Problem description ▸ Rewrite the following rows with every "thickest part" changed to "widest part", keeping everything else the same.

──────── Listed entries ────────

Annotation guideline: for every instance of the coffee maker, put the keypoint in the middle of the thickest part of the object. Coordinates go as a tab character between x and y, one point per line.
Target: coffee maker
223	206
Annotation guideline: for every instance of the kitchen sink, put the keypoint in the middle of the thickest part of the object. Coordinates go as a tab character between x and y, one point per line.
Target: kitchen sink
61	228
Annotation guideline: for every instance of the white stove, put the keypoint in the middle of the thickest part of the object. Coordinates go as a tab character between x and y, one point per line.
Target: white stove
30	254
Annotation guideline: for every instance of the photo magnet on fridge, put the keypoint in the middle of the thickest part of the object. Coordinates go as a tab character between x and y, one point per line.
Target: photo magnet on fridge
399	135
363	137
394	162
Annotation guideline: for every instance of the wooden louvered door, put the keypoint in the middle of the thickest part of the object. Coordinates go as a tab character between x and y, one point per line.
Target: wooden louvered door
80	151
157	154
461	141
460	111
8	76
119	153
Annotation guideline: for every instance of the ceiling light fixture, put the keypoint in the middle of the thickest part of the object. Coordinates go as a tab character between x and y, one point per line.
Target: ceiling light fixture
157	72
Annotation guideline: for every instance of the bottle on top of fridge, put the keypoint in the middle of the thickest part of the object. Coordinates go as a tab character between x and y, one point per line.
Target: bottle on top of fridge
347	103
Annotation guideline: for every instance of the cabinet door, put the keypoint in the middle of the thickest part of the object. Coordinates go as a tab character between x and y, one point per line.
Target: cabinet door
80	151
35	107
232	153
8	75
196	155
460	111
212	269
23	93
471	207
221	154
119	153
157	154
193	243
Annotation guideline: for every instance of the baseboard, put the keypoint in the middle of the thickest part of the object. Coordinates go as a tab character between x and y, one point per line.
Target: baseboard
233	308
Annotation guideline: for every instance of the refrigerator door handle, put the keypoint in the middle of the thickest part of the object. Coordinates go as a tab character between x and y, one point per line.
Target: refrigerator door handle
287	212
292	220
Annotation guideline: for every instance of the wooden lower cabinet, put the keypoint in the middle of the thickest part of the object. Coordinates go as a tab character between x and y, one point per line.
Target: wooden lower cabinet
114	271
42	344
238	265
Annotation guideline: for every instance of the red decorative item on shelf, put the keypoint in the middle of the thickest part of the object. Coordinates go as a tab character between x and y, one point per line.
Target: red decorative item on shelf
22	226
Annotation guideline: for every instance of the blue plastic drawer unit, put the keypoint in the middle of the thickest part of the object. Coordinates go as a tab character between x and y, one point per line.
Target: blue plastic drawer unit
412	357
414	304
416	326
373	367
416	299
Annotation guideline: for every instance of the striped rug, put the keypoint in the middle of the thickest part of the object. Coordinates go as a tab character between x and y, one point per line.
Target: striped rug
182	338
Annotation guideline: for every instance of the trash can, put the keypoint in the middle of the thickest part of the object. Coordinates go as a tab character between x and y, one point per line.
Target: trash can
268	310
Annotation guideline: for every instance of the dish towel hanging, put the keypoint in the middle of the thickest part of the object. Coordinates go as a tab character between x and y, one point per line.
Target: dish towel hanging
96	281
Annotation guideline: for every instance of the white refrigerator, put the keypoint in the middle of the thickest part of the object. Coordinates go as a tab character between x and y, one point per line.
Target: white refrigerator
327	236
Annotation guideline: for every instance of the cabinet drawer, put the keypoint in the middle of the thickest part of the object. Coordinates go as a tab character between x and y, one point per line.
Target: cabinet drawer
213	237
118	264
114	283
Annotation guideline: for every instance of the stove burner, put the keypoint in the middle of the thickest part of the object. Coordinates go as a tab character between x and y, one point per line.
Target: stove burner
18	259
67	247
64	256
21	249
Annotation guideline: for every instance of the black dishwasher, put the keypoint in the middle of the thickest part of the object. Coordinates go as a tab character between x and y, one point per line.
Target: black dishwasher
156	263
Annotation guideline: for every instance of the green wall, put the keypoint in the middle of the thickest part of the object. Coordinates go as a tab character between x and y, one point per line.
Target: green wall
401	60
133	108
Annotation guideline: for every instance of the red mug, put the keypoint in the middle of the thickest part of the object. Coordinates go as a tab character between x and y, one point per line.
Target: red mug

────────

Result of the exercise ▸
Annotation guideline: for every instance of the coffee maker, put the keypoint in the middle of the widest part of the object. Coordinates go as a tab character between x and y, one point per line.
Target: coffee maker
223	206
Annotation guideline: for every instance of the kitchen sink, put the keypoint in the middle of the widest part of the object. Coordinates go as a tab character between x and y, one point per line.
Target: kitchen sink
61	228
Annotation guideline: for every instance of the white stove, put the keypoint in the middle of the widest part of the object. Coordinates go as a tab character between x and y, one point per line.
Target: white stove
30	254
Annotation guideline: for every instance of the photo magnet on fridge, put the keypoint in the middle of the widest part of the object. Coordinates go as a tab character between x and y, one point per line.
Target: photo magnet on fridge
399	135
363	137
394	162
Annotation guideline: for every instance of the wooden louvered door, put the keypoint in the middle of the widest part of the object. Coordinates go as a tab character between x and y, one point per line.
Target: wooden louvered door
80	151
157	154
461	141
460	111
8	76
119	153
Annotation guideline: for every instance of the ceiling light fixture, put the keypoint in the middle of the widest part of the object. Coordinates go as a tab character between x and y, one point per line.
Target: ceiling light fixture
157	72
Annotation guideline: for every instance of the bottle on top of fridge, put the keypoint in the middle of the widest part of the object. Coordinates go as a tab character between x and y, one point per line.
Target: bottle on top of fridge
347	103
Annotation guideline: for every instance of the cabinet door, put the keypoint in the middle of the widest part of the object. Coordinates go as a tab character between x and y, one point per line.
Target: cabinet door
80	151
35	107
232	153
8	75
196	155
460	111
212	269
23	93
471	207
221	154
119	153
157	154
193	243
Annotation guideline: for every instance of the baseboard, put the keypoint in the middle of the widest part of the object. Coordinates go as a tab character between x and y, one point per line.
Target: baseboard
233	308
Annotation guideline: for every instance of the refrigerator door handle, put the keypoint in the middle of the widest part of the object. Coordinates go as a tab character between x and y, one point per line.
Target: refrigerator door handle
287	212
292	220
Annotation guideline: for every instance of the wooden lower cabinet, put the keypoint in the middle of the widest part of the object. Coordinates go as a tab character between x and y, one point per line.
Target: wooden lower cabinet
114	271
42	344
238	265
Annotation guideline: for every instance of the red decorative item on shelf, put the keypoint in the middle of the widest part of the object. Coordinates go as a tab character between x and y, one point per line.
Target: red decorative item on shelf
22	226
Annotation guideline: for every instance of the blue plastic drawer unit, put the keypoint in the middle of the widest part of the object. Coordinates go as a tab character between x and y, one point per line.
Target: blue plastic drawer unit
412	357
414	304
416	326
373	367
416	299
Annotation guideline: for every instance of the striped rug, put the keypoint in the middle of the widest part of the object. Coordinates go as a tab character between x and y, one point per line.
Target: striped rug
182	338
Annotation guideline: for every instance of the trash can, put the keypoint in the middle of the widest part of the object. Coordinates go as a tab character between x and y, one point per line.
Target: trash can
268	310
Annotation guideline: for every instance of the dish towel hanging, put the keypoint in the middle of the widest part of the object. Coordinates go as a tab character between x and y, one point per line.
Target: dish towel hanging
96	281
Annotation guideline: for every instance of the white refrigerator, put the keypoint in the middle of the widest part of the object. Coordinates go as a tab character between x and y, one point per line.
Target: white refrigerator
327	236
Annotation guideline: for every instance of the cabinet drawer, put the keypoint in the middle of the widest part of the object. Coordinates go as a tab character between x and y, one point per line.
Target: cabinet drawer
213	237
118	264
114	283
Annotation guideline: for every instance of the stove burner, put the keypoint in the middle of the widest part of the object. Coordinates go as a tab character between x and y, one point per line.
Target: stove burner
18	259
67	247
64	256
21	249
Annotation guideline: for every instance of the black dishwasher, put the keypoint in the middle of the widest part of the object. Coordinates go as a tab character between x and y, one point per line.
Target: black dishwasher
156	263
Annotation guideline: for every instance of the green wall, put the keypoint in the middle of the widest part of the object. Coordinates go as a tab character between x and y, one point per line.
Target: green wall
401	60
133	108
Annotation guideline: for every instance of the red mug, put the keypoint in the middle of the widest part of the object. Coordinates go as a tab character between x and y, one point per line.
Target: red mug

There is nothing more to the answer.